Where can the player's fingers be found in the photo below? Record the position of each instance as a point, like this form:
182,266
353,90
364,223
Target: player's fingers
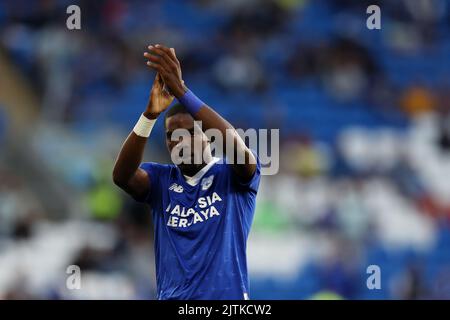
161,57
159,60
156,67
165,52
174,55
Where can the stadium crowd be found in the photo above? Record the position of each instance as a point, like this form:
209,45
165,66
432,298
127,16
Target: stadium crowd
364,119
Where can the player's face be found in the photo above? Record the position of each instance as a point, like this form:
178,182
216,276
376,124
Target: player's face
193,137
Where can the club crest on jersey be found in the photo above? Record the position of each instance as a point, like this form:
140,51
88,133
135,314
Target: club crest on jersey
176,188
207,182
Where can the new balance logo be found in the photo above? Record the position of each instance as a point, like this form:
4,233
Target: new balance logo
176,188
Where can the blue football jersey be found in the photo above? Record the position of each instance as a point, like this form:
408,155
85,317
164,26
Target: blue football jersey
201,231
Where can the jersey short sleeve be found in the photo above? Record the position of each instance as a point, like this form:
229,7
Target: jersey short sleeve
253,183
155,172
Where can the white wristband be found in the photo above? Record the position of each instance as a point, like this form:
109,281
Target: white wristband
144,126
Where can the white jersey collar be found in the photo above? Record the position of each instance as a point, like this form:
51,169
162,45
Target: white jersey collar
193,181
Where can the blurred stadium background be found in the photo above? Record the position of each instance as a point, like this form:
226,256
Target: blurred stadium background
364,120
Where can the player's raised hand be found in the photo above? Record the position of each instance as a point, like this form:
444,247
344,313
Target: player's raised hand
160,98
165,62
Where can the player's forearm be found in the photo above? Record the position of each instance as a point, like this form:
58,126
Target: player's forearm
129,159
132,152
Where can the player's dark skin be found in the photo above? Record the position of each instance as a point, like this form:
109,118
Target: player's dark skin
127,174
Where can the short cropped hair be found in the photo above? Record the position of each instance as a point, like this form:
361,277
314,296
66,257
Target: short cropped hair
173,110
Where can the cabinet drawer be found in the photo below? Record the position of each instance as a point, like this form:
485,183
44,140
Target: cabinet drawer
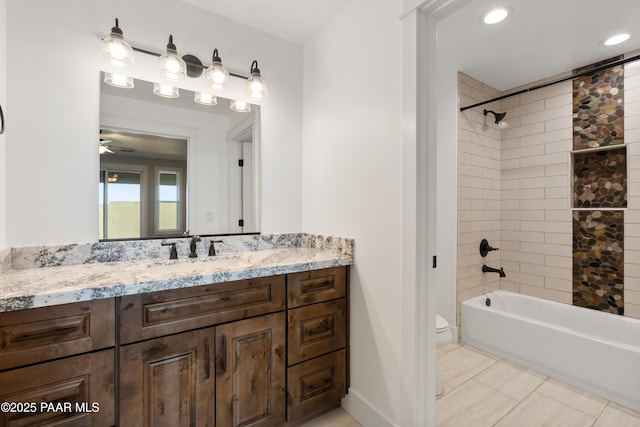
40,334
156,314
314,286
316,386
316,329
77,391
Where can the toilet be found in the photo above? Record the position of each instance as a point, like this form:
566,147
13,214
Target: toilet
443,337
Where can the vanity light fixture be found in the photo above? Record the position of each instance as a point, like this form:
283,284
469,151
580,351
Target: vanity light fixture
240,106
617,39
166,90
116,50
216,74
119,80
496,15
171,64
119,54
205,98
255,85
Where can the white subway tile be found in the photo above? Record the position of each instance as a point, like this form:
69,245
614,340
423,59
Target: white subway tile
546,226
558,147
632,283
523,172
558,284
549,294
533,193
548,204
564,134
521,131
546,271
631,297
558,261
516,153
526,109
556,193
559,169
547,114
544,93
560,123
523,215
547,249
544,182
527,279
523,236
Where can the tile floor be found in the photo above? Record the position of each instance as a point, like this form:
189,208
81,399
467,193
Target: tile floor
483,390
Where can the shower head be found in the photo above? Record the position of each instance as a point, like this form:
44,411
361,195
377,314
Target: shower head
498,116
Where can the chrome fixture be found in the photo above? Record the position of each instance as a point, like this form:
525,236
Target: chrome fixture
487,269
173,252
192,246
212,246
485,248
498,116
118,53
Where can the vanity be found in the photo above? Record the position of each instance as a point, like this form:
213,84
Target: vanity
250,337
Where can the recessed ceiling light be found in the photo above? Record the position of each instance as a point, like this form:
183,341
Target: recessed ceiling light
617,39
495,15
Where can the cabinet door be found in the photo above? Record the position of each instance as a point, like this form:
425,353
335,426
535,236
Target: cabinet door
168,382
250,372
77,391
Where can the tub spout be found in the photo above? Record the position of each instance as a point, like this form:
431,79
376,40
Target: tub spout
487,269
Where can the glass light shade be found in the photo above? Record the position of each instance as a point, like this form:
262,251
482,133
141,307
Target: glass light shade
171,65
119,80
116,51
495,15
617,39
217,76
240,106
205,98
166,90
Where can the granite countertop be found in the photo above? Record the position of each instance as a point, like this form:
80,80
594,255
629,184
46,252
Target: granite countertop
40,287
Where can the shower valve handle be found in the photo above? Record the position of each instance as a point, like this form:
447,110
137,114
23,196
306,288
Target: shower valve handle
485,248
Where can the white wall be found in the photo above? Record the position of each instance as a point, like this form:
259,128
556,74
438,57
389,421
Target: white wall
352,169
52,65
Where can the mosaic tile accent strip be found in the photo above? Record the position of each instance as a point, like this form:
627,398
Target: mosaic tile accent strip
598,108
598,260
600,179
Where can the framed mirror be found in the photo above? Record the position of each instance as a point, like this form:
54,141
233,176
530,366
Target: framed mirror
170,166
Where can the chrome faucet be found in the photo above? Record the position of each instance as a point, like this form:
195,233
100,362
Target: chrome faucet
173,252
487,269
192,246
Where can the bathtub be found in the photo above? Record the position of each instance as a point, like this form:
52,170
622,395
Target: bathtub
595,351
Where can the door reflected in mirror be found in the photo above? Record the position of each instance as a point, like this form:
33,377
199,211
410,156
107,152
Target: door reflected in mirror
170,166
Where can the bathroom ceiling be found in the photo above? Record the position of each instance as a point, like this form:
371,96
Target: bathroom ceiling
541,38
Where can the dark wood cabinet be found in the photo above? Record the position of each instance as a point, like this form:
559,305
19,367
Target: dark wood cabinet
250,372
42,334
168,381
317,342
269,351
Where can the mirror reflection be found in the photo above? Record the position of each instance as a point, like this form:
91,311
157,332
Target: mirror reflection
172,166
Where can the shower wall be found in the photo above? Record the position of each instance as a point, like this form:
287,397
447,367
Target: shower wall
525,171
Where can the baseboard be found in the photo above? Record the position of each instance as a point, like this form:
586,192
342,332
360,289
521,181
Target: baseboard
365,413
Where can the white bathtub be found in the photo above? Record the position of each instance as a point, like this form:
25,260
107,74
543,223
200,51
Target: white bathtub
592,350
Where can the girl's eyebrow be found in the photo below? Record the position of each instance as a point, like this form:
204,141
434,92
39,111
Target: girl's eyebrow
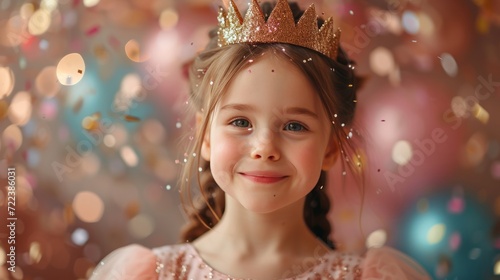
289,110
236,106
301,111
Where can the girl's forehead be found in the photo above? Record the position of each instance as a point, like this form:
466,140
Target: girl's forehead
271,80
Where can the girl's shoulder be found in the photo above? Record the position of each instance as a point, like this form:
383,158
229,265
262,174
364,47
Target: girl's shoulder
388,263
183,262
127,263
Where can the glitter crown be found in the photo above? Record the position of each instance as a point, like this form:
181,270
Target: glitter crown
279,28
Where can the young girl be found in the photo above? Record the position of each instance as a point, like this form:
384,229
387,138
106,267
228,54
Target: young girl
274,96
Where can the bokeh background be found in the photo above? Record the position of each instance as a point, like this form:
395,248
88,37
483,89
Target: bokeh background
92,103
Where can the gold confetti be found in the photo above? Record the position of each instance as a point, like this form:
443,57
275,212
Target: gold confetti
130,118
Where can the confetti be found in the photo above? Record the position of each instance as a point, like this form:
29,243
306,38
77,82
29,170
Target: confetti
130,118
93,30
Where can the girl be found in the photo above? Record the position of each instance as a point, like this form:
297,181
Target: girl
273,98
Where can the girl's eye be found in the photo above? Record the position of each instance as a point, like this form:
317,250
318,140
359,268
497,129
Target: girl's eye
294,126
240,123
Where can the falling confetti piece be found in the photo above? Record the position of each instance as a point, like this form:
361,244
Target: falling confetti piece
115,43
70,69
78,105
93,30
130,118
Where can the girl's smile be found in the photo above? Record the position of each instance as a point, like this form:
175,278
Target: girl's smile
263,177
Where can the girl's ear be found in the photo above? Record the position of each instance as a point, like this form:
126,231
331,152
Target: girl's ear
331,154
205,146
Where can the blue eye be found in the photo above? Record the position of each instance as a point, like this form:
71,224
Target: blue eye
294,126
240,123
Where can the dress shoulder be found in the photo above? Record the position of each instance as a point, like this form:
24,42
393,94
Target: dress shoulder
390,264
127,263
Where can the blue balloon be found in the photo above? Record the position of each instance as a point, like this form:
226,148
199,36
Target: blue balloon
450,233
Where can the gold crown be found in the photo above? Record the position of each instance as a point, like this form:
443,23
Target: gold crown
279,28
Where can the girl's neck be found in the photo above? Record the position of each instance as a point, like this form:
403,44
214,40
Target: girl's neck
250,233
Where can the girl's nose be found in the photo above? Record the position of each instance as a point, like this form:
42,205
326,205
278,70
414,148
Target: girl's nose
265,147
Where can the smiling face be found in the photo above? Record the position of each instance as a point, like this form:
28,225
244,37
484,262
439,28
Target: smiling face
269,137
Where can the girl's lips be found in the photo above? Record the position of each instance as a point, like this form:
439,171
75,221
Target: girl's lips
263,177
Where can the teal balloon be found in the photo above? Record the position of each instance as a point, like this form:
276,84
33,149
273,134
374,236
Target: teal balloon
450,233
98,96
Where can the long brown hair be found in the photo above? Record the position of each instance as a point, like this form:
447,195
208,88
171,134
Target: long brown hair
210,75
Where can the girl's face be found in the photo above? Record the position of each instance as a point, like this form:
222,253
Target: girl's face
270,137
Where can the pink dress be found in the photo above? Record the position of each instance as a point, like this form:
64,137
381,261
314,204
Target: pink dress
182,261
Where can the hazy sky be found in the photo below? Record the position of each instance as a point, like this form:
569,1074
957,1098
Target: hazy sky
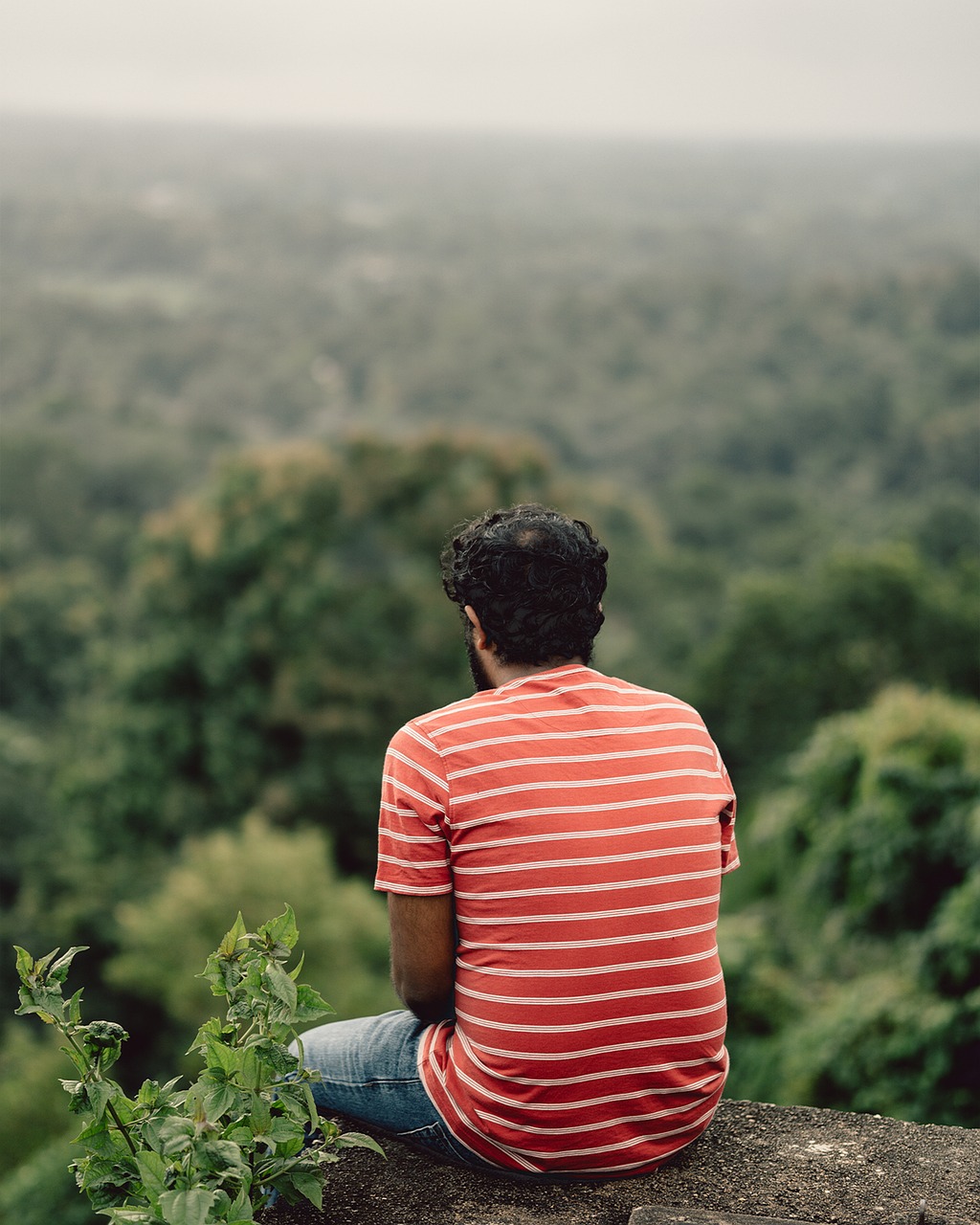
808,69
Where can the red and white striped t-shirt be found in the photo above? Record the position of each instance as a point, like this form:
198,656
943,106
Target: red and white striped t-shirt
583,826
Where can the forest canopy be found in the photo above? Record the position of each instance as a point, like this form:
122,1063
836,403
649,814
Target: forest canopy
252,381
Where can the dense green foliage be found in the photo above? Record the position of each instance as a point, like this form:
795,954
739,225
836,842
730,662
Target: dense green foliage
248,1127
249,385
862,962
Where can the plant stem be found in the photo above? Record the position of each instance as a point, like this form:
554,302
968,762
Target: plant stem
109,1106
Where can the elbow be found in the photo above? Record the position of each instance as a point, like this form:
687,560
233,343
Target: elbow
429,1002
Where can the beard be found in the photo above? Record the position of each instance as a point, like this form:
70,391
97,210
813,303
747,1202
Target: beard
477,668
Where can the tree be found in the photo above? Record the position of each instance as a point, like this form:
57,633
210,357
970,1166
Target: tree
794,650
282,625
253,869
867,947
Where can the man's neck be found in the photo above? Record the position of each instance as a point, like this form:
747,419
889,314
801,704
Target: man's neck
502,674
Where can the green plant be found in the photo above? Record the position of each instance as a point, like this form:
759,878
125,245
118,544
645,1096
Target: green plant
217,1150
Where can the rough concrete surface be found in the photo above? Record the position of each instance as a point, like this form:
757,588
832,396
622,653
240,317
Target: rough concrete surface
784,1163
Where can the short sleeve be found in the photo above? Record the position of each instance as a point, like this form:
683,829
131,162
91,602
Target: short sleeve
413,854
726,816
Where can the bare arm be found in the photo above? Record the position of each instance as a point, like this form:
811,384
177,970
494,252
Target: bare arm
423,953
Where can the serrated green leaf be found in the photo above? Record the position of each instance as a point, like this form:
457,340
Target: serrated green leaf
99,1093
221,1156
310,1003
170,1134
276,1057
278,983
153,1172
280,930
59,971
187,1207
219,1099
233,939
310,1186
25,963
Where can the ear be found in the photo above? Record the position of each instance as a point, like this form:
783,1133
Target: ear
479,635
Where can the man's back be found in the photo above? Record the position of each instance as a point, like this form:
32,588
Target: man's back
582,826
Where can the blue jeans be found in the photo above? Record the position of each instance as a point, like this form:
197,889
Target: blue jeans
368,1071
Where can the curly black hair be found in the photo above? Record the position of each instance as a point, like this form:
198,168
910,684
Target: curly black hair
534,577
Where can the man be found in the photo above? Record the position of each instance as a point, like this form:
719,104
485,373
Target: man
551,848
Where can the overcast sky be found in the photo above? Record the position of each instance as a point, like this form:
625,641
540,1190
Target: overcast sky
797,69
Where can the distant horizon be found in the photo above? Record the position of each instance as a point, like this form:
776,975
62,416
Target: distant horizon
311,126
814,71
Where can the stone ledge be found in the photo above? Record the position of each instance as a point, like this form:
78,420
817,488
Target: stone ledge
786,1163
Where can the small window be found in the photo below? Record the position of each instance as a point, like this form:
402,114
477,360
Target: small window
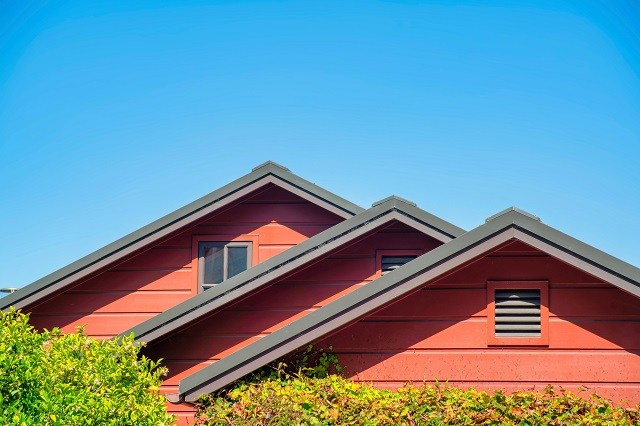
517,313
390,260
391,263
219,261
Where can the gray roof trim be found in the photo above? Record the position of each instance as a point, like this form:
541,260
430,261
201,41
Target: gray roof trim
392,197
266,173
501,229
305,252
513,209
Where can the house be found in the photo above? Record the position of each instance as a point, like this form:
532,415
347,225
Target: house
271,263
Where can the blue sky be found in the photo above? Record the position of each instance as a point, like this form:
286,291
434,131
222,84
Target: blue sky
115,113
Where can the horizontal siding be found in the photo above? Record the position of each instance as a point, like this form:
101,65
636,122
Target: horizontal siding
204,348
245,323
138,281
440,332
303,212
472,333
268,251
516,268
160,277
102,326
159,258
299,295
495,366
114,302
283,302
429,303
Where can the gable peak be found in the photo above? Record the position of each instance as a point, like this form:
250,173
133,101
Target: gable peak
270,163
515,210
395,199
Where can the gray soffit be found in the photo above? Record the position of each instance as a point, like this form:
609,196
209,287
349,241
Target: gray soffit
287,261
264,174
412,276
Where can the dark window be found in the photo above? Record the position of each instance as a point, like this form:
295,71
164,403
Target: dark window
517,313
391,263
219,261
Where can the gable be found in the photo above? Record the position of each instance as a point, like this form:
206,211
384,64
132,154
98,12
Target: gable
120,286
498,232
283,300
304,254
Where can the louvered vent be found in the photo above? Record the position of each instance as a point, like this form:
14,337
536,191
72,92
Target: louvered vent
391,263
517,313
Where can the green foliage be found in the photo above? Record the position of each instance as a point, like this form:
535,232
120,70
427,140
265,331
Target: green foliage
311,396
51,378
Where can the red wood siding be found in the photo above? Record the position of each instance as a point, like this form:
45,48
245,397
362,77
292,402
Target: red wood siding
162,276
440,332
284,301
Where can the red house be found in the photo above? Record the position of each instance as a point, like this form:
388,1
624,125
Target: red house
271,263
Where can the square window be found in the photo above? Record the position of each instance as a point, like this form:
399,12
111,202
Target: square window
219,261
216,258
390,260
517,313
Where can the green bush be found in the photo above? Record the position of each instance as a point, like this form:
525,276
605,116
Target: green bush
275,397
51,378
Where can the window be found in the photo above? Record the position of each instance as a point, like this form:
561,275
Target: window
390,260
217,258
218,261
517,312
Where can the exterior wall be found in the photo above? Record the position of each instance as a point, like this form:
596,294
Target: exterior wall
164,275
288,299
440,332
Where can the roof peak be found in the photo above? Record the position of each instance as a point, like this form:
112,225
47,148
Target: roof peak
513,209
394,198
270,163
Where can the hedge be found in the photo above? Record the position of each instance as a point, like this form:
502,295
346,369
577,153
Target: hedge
51,378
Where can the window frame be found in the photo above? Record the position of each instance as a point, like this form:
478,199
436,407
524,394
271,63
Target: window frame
543,286
197,272
393,252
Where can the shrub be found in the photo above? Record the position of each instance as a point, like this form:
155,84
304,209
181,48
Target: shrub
51,378
275,397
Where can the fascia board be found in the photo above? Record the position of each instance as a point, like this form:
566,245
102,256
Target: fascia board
338,313
148,234
579,254
283,263
393,286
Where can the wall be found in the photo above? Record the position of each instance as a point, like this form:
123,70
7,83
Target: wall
287,299
162,276
440,332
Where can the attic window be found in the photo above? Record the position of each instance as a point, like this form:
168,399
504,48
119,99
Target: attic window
218,258
390,260
219,261
391,263
517,313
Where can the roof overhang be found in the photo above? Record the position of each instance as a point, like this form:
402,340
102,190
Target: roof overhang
267,173
302,254
502,228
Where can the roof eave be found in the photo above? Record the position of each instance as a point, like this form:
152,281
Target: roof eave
152,232
499,230
307,251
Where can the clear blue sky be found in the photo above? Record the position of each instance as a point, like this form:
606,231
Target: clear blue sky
115,113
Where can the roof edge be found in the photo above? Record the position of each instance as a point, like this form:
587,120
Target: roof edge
145,235
390,287
241,284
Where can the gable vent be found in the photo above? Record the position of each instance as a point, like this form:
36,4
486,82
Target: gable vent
391,263
518,313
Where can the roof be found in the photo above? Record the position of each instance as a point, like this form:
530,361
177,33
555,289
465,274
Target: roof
392,208
506,226
261,175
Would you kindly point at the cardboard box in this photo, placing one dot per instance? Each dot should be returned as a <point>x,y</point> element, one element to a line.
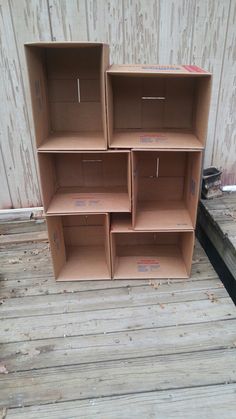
<point>165,188</point>
<point>88,182</point>
<point>136,254</point>
<point>80,246</point>
<point>157,106</point>
<point>67,82</point>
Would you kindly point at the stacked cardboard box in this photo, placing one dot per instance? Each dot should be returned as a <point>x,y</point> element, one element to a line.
<point>120,153</point>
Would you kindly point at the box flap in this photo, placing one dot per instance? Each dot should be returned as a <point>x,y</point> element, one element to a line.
<point>146,69</point>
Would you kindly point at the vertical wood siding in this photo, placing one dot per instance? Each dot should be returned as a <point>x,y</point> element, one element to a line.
<point>139,31</point>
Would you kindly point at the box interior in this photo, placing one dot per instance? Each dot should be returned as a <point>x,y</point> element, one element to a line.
<point>157,111</point>
<point>80,246</point>
<point>67,86</point>
<point>150,254</point>
<point>85,182</point>
<point>165,189</point>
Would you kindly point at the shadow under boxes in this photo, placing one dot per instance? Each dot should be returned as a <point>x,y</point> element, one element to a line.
<point>67,82</point>
<point>80,246</point>
<point>85,182</point>
<point>148,108</point>
<point>136,254</point>
<point>165,189</point>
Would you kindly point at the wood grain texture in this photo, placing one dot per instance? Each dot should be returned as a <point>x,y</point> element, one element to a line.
<point>99,380</point>
<point>68,20</point>
<point>147,31</point>
<point>105,21</point>
<point>176,30</point>
<point>5,198</point>
<point>141,32</point>
<point>224,154</point>
<point>216,401</point>
<point>209,35</point>
<point>16,140</point>
<point>112,349</point>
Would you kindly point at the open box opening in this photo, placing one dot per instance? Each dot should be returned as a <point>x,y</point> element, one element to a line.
<point>85,182</point>
<point>155,110</point>
<point>165,189</point>
<point>136,254</point>
<point>68,99</point>
<point>80,246</point>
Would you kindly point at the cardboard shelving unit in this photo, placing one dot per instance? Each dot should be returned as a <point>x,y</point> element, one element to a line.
<point>80,246</point>
<point>136,254</point>
<point>123,145</point>
<point>165,189</point>
<point>68,95</point>
<point>86,182</point>
<point>164,107</point>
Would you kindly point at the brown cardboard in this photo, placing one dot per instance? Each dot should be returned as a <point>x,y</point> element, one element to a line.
<point>165,189</point>
<point>151,254</point>
<point>88,182</point>
<point>163,107</point>
<point>67,82</point>
<point>80,246</point>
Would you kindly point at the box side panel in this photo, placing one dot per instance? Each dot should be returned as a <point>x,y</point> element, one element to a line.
<point>104,67</point>
<point>202,107</point>
<point>134,186</point>
<point>109,108</point>
<point>187,245</point>
<point>57,245</point>
<point>47,177</point>
<point>192,183</point>
<point>35,58</point>
<point>107,241</point>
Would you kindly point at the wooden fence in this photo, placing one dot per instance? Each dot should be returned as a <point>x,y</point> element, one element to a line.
<point>199,32</point>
+---+
## Task brief
Leave out every line before the one containing "Would you kindly point at the box side"; set down that line and all remaining lines of the material exactly.

## Exercise result
Would you kindly point at the box side panel in this photo, placing one dot per instance? Each dot should be returned as a <point>x,y</point> element, one element to a line.
<point>104,67</point>
<point>202,107</point>
<point>134,186</point>
<point>109,108</point>
<point>187,245</point>
<point>57,245</point>
<point>47,177</point>
<point>192,183</point>
<point>35,58</point>
<point>107,241</point>
Would you kindly point at the wooden fence in this photo, placing one dot per instance? Each dot should be returned as a <point>x,y</point> element, one element to a line.
<point>199,32</point>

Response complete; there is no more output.